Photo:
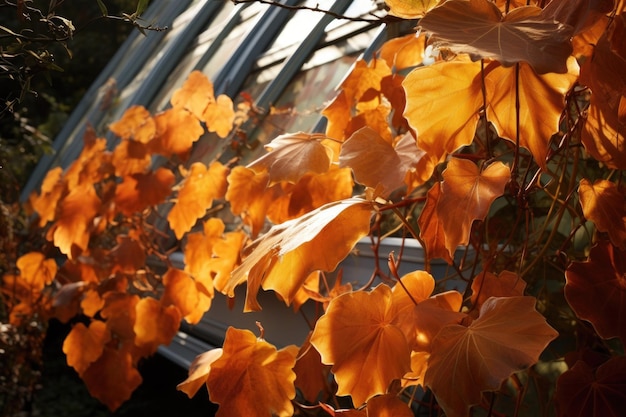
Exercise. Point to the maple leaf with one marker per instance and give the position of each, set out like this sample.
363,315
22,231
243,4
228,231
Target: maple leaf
155,324
45,204
311,192
430,93
508,336
70,233
219,116
431,226
466,195
293,155
177,130
351,338
375,162
201,186
319,240
84,345
246,364
249,196
140,191
136,123
410,9
478,28
601,277
194,95
538,94
112,378
486,285
584,391
603,203
199,371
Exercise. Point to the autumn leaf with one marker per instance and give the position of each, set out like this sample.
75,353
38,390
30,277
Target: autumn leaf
219,116
319,240
194,95
155,324
466,195
601,277
293,155
136,124
70,233
246,365
508,336
201,186
430,93
177,130
477,27
410,9
84,345
140,191
351,339
584,391
112,378
199,371
603,203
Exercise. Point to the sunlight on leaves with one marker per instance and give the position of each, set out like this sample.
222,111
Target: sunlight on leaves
252,378
351,338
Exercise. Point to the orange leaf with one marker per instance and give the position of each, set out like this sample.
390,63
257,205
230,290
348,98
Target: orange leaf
136,123
319,240
155,324
603,204
538,94
375,162
508,336
177,131
84,345
251,378
430,93
410,9
194,95
219,116
70,233
600,278
293,155
249,196
200,188
352,338
140,191
584,391
478,28
505,284
112,378
199,371
466,195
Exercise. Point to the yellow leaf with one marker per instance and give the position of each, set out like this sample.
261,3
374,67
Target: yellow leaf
251,378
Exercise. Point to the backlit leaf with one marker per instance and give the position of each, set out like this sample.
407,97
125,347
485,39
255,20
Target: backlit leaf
84,345
601,277
508,336
351,338
431,92
199,371
251,378
202,185
603,203
292,155
140,191
478,28
466,195
319,240
584,391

---*---

CHALLENGE: Repeat the data above exactly, but not the pictures.

OUTPUT FOR THIS TASK:
Photo:
Exercise. Point to the maple leaf with one marker per instance and give the position of each, set out like this sample.
363,315
22,231
243,4
228,231
Target: maple leaf
155,324
45,204
311,192
430,93
508,336
70,233
219,116
431,226
466,195
293,155
177,130
351,338
375,162
201,186
319,240
84,345
246,364
249,196
140,191
136,123
410,9
478,28
601,277
194,95
538,94
112,378
486,285
584,391
603,203
199,371
Exercise. Point to the autumn leaf with one marker per instance and give the position of each, set out like this sample.
75,353
38,390
30,277
Target: autumn leaf
219,116
319,240
194,95
155,324
466,195
601,277
293,155
136,124
70,233
246,365
508,336
201,186
430,93
177,130
477,27
410,9
84,345
140,191
351,339
584,391
112,378
199,371
603,203
Exercise. Point to the sunlight on leaves with one marker per instance and give the position of each, set out like this sample.
222,111
Target: sunlight on leaves
252,378
351,338
Exercise. Point to the orange leaf with one marker per instance and give the position of each, set out like this sample.
390,63
257,205
230,290
348,98
Target: orange leaf
136,123
319,240
155,324
603,204
538,94
375,162
508,336
177,131
84,345
251,378
430,93
410,9
194,95
219,116
70,233
600,278
293,155
249,196
200,188
352,338
140,191
584,391
478,28
505,284
112,378
199,371
466,195
Exercise. Point to the yellow leaf with one marker per instance and give the position of each, set out like this sample.
261,3
374,67
Target: yellow leaf
251,378
Exercise. Point to the backlit leaf with one marker per instance and give the position of each, set out like this sample.
407,97
125,347
485,39
255,20
Target: backlit leaf
84,345
601,277
508,336
351,338
431,92
199,371
251,378
202,185
603,203
292,155
140,191
478,28
466,195
319,240
584,391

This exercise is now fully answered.